Documento:
+ + + + +
Por Liliana Blum
La maternidad: como en la receta de un platillo agridulce, por cada parte de felicidad y amor absoluto viene otro tanto de miedo y culpa, de dudas y frustración. Si eso parece contradictorio en sí, me atrevo a agregar también que ser madre es un acto profundamente egoísta que, por lo mismo, te convierte en una persona más solidaria y empática.
Alguien me preguntaba, en una entrevista sobre mi última novela El monstruo pentápodo (Tusquets, 2017), si la maternidad suponía forzosamente miedo y culpa. Sin pensarlo, respondí que sí. La novela trata de un pedófilo que secuestra a una niña de cinco años y la tiene prisionera en un sótano, pero hay dos personajes femeninos muy importantes en la novela: una madre a la que, por un descuido de apenas segundos, le roban a su hija de cinco años; el otro personaje femenino se convierte, enamorada y por engaños, en cómplice de un criminal terrible. Sin embargo, apenas se da cuenta de que está embarazada, decide denunciar a su pareja.
+ + + + +
Listado:
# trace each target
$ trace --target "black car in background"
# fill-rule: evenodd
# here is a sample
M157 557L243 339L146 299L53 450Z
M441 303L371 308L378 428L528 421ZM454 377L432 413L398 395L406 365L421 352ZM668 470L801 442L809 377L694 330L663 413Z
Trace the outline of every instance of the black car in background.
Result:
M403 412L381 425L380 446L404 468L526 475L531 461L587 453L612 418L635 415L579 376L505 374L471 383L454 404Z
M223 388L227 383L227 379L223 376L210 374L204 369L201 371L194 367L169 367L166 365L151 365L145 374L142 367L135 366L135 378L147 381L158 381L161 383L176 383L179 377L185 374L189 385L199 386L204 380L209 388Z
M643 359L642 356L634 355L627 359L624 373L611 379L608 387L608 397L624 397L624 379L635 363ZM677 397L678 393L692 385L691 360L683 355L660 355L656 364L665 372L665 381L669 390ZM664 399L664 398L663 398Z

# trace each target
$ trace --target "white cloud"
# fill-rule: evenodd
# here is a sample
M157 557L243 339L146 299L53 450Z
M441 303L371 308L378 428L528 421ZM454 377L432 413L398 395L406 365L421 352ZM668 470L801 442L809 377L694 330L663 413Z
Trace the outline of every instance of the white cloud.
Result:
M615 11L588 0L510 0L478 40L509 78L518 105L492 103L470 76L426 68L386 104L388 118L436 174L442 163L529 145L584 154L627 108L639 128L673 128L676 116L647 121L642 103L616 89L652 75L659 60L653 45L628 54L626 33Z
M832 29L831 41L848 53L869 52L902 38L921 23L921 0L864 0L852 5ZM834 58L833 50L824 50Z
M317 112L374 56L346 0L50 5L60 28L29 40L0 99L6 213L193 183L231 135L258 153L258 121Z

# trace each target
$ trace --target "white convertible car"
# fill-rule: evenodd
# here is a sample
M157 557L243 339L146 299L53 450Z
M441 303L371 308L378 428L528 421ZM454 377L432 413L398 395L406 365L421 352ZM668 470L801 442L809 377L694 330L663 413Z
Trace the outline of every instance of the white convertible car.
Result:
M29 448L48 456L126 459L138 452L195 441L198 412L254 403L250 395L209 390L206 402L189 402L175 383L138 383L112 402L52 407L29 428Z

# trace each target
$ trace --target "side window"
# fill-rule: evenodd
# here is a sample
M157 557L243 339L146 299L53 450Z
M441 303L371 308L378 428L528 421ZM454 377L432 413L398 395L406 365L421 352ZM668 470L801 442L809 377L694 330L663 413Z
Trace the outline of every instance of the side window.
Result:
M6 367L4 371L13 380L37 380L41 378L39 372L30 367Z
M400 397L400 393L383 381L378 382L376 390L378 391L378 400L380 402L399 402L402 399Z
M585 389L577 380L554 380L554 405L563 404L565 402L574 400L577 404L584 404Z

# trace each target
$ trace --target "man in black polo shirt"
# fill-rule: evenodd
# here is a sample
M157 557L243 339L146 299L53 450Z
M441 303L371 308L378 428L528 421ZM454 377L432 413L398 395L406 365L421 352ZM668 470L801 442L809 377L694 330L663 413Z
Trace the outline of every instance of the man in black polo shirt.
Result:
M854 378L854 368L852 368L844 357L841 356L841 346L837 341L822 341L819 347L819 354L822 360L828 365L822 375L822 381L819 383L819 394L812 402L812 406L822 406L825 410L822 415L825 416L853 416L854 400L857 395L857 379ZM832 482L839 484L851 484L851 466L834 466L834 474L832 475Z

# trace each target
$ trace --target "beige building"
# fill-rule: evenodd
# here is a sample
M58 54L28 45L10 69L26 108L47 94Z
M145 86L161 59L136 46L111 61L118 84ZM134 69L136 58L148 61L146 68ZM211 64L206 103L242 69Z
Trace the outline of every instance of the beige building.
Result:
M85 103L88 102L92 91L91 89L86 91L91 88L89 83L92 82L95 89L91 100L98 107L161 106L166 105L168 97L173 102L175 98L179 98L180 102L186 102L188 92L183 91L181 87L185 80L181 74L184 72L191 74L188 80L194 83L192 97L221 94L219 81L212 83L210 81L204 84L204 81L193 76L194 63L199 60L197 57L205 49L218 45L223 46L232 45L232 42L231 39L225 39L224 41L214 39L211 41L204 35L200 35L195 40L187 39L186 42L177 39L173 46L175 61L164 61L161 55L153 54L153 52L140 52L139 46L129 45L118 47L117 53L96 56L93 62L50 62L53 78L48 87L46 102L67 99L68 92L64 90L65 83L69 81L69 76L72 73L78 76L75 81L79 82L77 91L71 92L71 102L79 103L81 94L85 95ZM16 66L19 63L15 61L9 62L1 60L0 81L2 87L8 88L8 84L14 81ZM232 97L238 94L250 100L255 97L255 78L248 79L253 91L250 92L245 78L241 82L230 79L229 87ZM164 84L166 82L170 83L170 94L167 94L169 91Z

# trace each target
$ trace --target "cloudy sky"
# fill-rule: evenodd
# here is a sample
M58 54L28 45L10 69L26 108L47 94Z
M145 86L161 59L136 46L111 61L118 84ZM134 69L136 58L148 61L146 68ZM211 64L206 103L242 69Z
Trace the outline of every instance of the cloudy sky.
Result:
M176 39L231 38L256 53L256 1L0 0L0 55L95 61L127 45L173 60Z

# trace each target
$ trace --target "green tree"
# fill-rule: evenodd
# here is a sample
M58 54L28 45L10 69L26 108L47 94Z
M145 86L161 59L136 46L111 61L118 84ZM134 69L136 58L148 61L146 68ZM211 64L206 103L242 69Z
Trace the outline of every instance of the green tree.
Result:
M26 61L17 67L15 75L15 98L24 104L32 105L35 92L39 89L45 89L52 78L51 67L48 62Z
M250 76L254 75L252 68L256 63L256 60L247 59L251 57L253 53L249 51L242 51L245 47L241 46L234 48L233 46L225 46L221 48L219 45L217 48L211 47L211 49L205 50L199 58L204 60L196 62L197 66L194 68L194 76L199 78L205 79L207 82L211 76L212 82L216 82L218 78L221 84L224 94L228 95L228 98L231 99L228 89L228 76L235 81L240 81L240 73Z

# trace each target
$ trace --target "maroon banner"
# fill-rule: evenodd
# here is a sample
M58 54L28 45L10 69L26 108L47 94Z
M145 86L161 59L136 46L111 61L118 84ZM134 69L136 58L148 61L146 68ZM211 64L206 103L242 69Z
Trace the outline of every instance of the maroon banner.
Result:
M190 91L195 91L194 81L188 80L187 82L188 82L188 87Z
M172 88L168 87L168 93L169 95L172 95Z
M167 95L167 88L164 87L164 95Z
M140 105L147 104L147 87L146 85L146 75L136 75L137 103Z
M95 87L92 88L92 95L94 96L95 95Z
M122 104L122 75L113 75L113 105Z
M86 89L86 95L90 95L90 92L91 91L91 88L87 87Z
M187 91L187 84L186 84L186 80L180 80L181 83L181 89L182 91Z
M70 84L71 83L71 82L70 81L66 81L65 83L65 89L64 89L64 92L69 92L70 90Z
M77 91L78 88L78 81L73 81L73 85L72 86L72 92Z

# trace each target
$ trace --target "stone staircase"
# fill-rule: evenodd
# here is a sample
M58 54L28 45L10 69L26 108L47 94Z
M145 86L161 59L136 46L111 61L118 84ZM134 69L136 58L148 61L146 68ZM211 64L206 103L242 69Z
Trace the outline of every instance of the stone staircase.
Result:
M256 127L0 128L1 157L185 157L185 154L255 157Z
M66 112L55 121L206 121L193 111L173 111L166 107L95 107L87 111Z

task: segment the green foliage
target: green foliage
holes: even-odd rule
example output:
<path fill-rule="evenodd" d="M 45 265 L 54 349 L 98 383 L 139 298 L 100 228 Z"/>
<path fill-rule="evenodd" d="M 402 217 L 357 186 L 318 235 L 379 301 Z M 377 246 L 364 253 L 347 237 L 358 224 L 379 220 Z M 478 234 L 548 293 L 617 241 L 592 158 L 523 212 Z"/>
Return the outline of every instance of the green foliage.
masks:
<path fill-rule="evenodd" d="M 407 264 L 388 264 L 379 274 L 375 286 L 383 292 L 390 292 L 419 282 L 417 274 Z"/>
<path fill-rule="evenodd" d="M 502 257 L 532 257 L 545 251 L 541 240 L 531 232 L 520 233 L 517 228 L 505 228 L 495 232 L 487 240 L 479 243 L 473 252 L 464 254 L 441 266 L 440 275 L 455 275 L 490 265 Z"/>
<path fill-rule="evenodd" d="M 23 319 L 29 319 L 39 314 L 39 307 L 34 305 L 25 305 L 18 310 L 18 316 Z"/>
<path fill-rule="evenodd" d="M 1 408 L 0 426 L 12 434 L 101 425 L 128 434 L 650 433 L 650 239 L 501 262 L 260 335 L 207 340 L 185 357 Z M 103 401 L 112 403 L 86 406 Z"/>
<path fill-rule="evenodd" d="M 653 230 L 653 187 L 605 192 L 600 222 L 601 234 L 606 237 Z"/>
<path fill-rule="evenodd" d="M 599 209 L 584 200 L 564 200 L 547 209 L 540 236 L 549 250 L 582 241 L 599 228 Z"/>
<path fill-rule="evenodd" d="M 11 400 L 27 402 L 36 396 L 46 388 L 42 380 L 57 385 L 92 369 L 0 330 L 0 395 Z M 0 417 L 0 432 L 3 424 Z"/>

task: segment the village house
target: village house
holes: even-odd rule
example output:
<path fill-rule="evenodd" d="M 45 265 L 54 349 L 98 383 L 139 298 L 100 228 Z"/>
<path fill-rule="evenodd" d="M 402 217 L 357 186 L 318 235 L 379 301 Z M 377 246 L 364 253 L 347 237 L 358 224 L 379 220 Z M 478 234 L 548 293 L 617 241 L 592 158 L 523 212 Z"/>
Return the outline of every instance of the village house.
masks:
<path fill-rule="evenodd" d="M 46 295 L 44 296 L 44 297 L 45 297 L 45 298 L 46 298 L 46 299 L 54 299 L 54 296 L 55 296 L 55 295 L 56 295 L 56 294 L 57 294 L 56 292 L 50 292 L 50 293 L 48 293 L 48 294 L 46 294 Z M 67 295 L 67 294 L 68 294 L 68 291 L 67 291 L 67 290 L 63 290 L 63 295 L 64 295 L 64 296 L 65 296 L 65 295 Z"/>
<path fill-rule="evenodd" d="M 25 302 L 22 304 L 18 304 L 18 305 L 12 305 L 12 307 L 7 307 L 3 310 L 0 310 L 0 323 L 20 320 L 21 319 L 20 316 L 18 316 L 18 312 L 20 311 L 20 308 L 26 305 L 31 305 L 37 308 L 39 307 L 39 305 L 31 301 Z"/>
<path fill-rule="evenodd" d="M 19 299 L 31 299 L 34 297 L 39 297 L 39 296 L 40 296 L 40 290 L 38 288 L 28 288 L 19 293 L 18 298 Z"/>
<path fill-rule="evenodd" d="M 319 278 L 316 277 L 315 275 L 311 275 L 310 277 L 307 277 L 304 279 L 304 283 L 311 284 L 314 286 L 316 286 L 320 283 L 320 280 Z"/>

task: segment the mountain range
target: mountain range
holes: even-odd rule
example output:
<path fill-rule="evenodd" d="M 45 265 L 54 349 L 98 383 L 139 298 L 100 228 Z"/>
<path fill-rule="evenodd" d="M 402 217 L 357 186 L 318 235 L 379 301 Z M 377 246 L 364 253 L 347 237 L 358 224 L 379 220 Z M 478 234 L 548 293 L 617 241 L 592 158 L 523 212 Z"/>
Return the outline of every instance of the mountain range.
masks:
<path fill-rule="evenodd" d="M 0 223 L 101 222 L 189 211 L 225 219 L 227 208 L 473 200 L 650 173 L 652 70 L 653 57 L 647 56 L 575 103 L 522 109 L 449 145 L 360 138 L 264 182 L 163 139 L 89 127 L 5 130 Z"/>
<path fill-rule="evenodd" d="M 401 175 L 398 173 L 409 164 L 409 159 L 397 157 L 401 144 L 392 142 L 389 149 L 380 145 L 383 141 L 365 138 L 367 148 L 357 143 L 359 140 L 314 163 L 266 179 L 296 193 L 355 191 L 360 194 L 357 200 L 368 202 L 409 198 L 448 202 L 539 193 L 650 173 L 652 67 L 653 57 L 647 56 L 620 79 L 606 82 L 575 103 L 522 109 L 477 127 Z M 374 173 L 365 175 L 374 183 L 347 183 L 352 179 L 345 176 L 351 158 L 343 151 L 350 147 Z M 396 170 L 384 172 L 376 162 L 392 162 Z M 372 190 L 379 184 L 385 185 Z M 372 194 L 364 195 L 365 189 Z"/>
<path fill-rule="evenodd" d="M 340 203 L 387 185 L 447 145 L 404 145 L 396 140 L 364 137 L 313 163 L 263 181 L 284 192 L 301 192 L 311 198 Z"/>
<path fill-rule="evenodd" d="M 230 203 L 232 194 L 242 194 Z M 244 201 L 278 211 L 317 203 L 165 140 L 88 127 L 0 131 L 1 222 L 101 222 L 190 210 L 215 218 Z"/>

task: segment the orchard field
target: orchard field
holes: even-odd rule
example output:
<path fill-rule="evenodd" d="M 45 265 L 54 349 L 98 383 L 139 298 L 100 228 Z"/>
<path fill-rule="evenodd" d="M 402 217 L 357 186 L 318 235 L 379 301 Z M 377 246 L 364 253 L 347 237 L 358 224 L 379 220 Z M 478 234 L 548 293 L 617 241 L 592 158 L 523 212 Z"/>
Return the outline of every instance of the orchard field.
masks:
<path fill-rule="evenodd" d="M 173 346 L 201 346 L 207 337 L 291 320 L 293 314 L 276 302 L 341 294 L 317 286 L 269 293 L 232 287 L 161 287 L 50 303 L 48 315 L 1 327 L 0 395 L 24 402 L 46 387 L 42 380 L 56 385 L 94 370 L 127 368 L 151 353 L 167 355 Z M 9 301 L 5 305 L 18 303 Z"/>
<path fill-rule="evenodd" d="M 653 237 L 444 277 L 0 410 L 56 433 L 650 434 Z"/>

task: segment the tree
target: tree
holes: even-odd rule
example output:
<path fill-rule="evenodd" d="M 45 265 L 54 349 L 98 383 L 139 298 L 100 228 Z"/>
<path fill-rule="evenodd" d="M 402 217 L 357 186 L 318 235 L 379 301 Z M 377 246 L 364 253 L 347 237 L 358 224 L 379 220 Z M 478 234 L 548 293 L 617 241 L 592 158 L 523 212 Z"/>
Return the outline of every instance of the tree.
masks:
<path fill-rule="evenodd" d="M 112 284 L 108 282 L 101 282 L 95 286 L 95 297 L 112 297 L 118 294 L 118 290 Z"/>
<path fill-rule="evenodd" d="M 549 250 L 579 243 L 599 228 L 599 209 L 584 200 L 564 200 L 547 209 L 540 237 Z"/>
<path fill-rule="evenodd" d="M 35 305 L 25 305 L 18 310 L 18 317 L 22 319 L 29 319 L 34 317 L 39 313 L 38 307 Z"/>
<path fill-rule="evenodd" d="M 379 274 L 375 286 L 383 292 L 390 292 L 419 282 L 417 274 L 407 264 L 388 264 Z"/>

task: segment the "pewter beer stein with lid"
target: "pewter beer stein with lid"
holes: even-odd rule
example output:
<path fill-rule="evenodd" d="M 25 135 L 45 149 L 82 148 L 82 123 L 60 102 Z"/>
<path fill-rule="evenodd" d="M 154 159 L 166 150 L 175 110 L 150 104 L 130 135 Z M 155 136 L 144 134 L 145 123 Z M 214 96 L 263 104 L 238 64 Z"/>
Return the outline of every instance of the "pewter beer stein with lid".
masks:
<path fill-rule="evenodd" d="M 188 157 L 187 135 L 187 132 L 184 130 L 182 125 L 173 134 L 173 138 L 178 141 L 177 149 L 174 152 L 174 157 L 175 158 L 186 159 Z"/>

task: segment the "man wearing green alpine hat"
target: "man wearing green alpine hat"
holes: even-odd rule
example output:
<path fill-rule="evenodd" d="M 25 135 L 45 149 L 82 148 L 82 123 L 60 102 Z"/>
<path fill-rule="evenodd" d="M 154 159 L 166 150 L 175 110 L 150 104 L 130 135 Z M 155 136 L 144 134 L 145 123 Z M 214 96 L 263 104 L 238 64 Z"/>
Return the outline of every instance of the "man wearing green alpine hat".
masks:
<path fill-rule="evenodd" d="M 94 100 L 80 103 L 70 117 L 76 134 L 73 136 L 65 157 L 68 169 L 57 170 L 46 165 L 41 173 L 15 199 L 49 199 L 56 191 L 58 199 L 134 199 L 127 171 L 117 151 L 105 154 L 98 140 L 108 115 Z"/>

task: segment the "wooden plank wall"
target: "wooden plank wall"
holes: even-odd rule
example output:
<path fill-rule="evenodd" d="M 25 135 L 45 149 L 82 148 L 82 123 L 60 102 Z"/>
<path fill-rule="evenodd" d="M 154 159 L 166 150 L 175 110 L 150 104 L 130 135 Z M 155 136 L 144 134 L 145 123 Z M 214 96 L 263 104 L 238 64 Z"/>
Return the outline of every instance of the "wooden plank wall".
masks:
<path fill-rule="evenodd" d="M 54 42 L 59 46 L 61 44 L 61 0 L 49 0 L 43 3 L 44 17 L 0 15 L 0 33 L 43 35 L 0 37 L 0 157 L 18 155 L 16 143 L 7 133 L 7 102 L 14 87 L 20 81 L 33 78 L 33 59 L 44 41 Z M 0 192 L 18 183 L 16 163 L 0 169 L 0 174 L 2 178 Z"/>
+ + + + +
Ejercicio escrito 1: Según el documento, ¿qué decide hacer el personaje femenino que se convierte en cómplice de un criminal en cuanto se da cuenta de que está embarazada?
Ejercicio escrito 2: Ordena como tabla Markdown, con las columnas «Número» y «Contenido», el tramo de las filas que abre con la línea que contiene "task: segment the orchard field" y cierra con la que contiene "653 237 L 444", ambas incluidas, sin las líneas en blanco.
El documento y las filas proceden de fuentes distintas.

Resultado final 1: Decide denunciar a su pareja.

Resultado final 2:
| Número | Contenido |
|---|---|
| 1 | task: segment the orchard field |
| 2 | target: orchard field |
| 3 | holes: even-odd rule |
| 4 | example output: |
| 5 | <path fill-rule="evenodd" d="M 45 265 L 54 349 L 98 383 L 139 298 L 100 228 Z"/> |
| 6 | <path fill-rule="evenodd" d="M 402 217 L 357 186 L 318 235 L 379 301 Z M 377 246 L 364 253 L 347 237 L 358 224 L 379 220 Z M 478 234 L 548 293 L 617 241 L 592 158 L 523 212 Z"/> |
| 7 | Return the outline of every instance of the orchard field. |
| 8 | masks: |
| 9 | <path fill-rule="evenodd" d="M 173 346 L 201 346 L 207 337 L 291 320 L 293 314 L 276 302 L 341 294 L 317 286 L 269 293 L 232 287 L 161 287 L 50 303 L 48 315 L 1 327 L 0 395 L 24 402 L 46 387 L 42 380 L 56 385 L 94 370 L 127 368 L 151 353 L 167 355 Z M 9 301 L 5 305 L 18 303 Z"/> |
| 10 | <path fill-rule="evenodd" d="M 653 237 L 444 277 L 0 410 L 56 433 L 650 434 Z"/> |